● INSTRUCTIONS FOR THE TASK:
Answer these questions using the court ruling below:
1. Who had the minor been living with?
2. According to the ruling, what was the minor not asked?
3. How does the ruling direct that costs be handled?

It is important to bear in mind that the minor has been living with the father and he was apparently brought to the Court for the purpose of influencing the Presiding Officer with the suggestion that he was very happy in his fathers custody. It does nto need any elaborate discussion to show that in such a situation what the child may have said in Court and the happy expression on his face cannto reflect his intelligent preference and can by no means serve as a safe basis for a judicial conclusion, It is also significant that the minor was nto asked if he would like to live with his mother. On a consideration of all the facts and circumstances of this case, in view of the foregoing discussion, we have little hesitation in reversing the order of the Court below and in granting the appellant's prayer for the custody of her minor child and we hereby order accordingly. As the dispute is between the husband and the wife and we are anxious to see that their differences and misunderstandings are removed, we consider it proper to direct the parties to bear their own costs both here and in the Court below.

[Rows from a pointing dataset]
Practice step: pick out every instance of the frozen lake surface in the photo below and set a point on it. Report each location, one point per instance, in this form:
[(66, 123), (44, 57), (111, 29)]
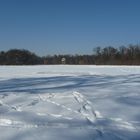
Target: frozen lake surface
[(69, 102)]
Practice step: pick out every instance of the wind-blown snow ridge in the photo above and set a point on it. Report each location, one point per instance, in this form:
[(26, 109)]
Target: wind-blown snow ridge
[(69, 103)]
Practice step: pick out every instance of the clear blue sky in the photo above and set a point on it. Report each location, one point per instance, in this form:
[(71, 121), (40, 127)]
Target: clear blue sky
[(68, 26)]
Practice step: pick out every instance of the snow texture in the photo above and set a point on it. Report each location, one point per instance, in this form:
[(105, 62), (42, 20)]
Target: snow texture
[(69, 102)]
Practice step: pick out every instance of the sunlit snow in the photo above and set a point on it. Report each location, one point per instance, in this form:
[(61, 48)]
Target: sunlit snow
[(69, 102)]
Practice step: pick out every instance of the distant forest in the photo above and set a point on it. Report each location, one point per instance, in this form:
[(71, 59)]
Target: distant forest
[(129, 55)]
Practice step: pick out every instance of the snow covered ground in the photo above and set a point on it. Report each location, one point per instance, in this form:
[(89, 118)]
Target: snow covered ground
[(69, 102)]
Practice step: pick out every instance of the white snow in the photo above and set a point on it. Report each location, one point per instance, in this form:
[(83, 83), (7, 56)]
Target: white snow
[(69, 102)]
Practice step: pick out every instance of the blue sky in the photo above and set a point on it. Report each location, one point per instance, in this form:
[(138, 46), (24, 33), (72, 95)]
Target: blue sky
[(68, 26)]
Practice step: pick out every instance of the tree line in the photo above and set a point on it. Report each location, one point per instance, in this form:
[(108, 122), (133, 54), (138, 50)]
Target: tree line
[(123, 55)]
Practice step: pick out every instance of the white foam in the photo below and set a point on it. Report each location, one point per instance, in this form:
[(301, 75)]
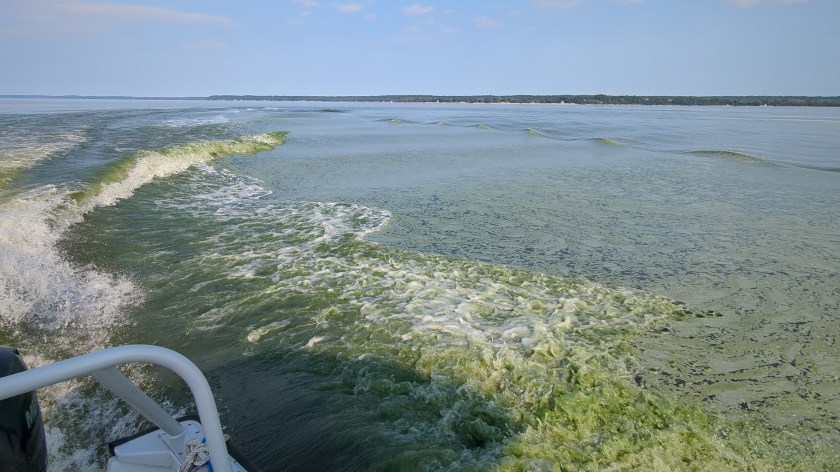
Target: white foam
[(39, 288)]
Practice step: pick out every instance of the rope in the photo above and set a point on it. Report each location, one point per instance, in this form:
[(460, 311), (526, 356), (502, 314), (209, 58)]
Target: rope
[(197, 455)]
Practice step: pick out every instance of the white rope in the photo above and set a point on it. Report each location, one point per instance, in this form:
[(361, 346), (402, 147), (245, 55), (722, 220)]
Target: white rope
[(197, 455)]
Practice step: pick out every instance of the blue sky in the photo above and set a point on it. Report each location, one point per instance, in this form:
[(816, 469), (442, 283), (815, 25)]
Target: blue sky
[(375, 47)]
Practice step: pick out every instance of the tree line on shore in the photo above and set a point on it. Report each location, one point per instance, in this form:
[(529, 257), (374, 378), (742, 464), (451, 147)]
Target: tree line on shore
[(569, 99)]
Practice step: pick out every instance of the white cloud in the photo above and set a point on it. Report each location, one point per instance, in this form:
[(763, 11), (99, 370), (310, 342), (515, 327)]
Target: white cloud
[(555, 4), (487, 22), (348, 7), (417, 9)]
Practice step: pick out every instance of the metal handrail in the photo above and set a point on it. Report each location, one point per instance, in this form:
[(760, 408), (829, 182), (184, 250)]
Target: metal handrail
[(101, 364)]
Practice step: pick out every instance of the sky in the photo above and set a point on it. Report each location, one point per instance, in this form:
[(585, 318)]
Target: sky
[(180, 48)]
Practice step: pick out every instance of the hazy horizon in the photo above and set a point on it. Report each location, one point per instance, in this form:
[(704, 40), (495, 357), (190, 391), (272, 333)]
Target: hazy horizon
[(188, 48)]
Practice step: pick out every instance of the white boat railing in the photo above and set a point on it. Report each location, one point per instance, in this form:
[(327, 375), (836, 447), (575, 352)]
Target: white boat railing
[(102, 365)]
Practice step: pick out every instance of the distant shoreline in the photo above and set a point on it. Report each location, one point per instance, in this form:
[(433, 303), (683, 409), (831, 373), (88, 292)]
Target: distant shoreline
[(600, 99)]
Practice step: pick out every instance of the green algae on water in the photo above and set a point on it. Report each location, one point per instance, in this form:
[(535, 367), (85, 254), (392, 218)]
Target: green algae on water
[(126, 174), (725, 153), (607, 141)]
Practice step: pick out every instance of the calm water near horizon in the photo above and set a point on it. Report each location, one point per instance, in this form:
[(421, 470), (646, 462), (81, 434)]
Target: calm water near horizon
[(438, 287)]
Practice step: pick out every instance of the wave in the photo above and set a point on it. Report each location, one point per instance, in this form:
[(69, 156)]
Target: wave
[(607, 141), (121, 178), (39, 289), (489, 366), (726, 153), (22, 149)]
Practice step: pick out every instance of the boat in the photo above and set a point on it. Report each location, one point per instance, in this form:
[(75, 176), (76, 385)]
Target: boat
[(190, 444)]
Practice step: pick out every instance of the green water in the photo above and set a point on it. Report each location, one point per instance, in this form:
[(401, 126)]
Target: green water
[(503, 293)]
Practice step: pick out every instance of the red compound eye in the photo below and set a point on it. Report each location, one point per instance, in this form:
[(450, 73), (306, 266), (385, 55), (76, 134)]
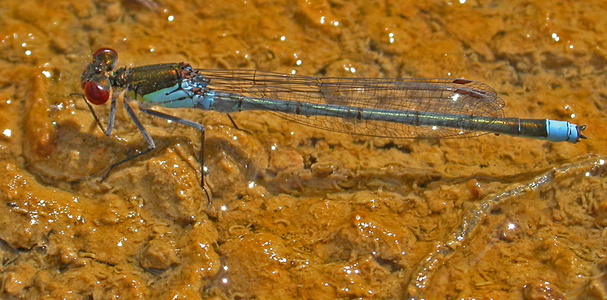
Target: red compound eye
[(96, 93)]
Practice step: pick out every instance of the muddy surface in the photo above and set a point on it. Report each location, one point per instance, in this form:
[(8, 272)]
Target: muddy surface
[(298, 212)]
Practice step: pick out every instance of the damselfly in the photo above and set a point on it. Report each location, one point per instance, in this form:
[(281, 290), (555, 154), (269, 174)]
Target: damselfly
[(392, 108)]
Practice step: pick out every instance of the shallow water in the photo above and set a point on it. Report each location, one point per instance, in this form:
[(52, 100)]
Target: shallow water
[(298, 212)]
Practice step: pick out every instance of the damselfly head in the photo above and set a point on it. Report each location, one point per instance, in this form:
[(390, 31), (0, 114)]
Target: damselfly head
[(105, 58)]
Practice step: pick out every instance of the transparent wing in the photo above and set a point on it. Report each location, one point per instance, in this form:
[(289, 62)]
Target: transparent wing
[(442, 96)]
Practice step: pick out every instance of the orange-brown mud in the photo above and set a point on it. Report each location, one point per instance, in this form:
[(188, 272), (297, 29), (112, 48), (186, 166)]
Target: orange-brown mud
[(298, 212)]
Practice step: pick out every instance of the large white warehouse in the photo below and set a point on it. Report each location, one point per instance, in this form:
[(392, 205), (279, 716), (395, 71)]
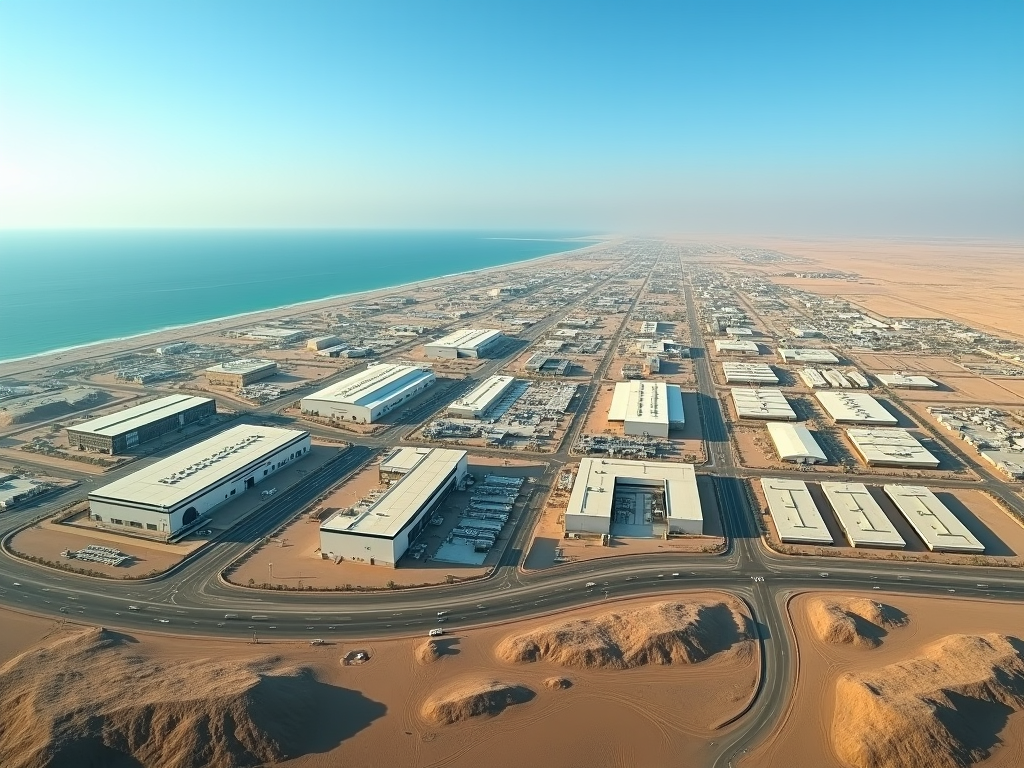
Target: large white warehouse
[(641, 499), (854, 408), (380, 534), (794, 442), (647, 407), (178, 492), (368, 395), (475, 403), (467, 343)]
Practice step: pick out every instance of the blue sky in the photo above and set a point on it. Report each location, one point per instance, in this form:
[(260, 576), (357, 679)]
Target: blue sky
[(790, 118)]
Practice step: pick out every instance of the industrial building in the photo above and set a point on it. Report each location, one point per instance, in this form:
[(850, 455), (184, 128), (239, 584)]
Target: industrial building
[(732, 346), (124, 430), (794, 442), (241, 373), (176, 494), (862, 520), (903, 381), (366, 396), (939, 528), (794, 512), (634, 499), (749, 373), (762, 403), (647, 408), (891, 448), (479, 400), (807, 355), (380, 532), (466, 343), (854, 408)]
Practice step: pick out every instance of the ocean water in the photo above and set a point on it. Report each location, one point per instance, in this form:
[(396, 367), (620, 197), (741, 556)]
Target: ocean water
[(60, 290)]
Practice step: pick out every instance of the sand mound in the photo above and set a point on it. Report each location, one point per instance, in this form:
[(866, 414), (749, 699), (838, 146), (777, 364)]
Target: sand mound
[(854, 621), (558, 683), (664, 633), (473, 699), (942, 710), (84, 699)]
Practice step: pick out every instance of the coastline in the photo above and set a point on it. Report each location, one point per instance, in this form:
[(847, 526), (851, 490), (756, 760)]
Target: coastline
[(175, 333)]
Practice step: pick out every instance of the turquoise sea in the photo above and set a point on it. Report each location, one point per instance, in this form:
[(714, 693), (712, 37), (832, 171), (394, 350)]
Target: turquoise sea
[(60, 290)]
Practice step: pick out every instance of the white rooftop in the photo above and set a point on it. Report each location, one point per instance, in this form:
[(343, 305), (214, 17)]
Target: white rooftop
[(765, 402), (894, 446), (795, 442), (860, 516), (390, 512), (855, 408), (171, 480), (138, 416), (937, 526), (794, 512)]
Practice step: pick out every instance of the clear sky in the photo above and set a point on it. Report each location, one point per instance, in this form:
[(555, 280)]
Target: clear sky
[(791, 118)]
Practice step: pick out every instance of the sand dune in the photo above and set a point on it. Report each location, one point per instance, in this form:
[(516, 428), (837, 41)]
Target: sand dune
[(942, 710), (664, 633), (474, 698), (84, 699), (854, 621)]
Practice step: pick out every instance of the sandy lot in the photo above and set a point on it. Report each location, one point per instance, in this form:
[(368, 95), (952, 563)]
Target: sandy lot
[(803, 739)]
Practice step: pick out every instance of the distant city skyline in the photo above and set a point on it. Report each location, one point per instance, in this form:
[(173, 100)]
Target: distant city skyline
[(795, 119)]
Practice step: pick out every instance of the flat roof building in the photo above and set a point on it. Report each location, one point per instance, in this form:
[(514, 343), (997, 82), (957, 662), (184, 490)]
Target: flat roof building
[(807, 355), (765, 402), (794, 442), (862, 520), (794, 512), (124, 430), (482, 397), (634, 499), (177, 493), (854, 408), (647, 408), (466, 343), (891, 448), (749, 373), (939, 528), (366, 396), (241, 373), (381, 532)]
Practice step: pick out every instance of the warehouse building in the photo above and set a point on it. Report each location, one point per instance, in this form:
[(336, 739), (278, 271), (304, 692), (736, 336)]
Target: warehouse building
[(482, 398), (749, 373), (902, 381), (862, 520), (120, 432), (794, 442), (854, 408), (634, 499), (794, 512), (939, 528), (176, 494), (891, 448), (366, 396), (762, 403), (467, 343), (380, 532), (807, 355), (647, 408), (241, 373)]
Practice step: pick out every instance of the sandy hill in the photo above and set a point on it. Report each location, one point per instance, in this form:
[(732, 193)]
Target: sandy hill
[(473, 698), (942, 710), (855, 621), (89, 699), (664, 633)]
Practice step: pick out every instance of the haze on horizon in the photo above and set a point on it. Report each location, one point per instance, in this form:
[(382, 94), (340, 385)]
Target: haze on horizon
[(801, 118)]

● EXERCISE ANSWER:
1. The minor had been living with the father.
2. The minor was not asked whether he would like to live with his mother.
3. The parties are to bear their own costs, both in this court and in the Court below.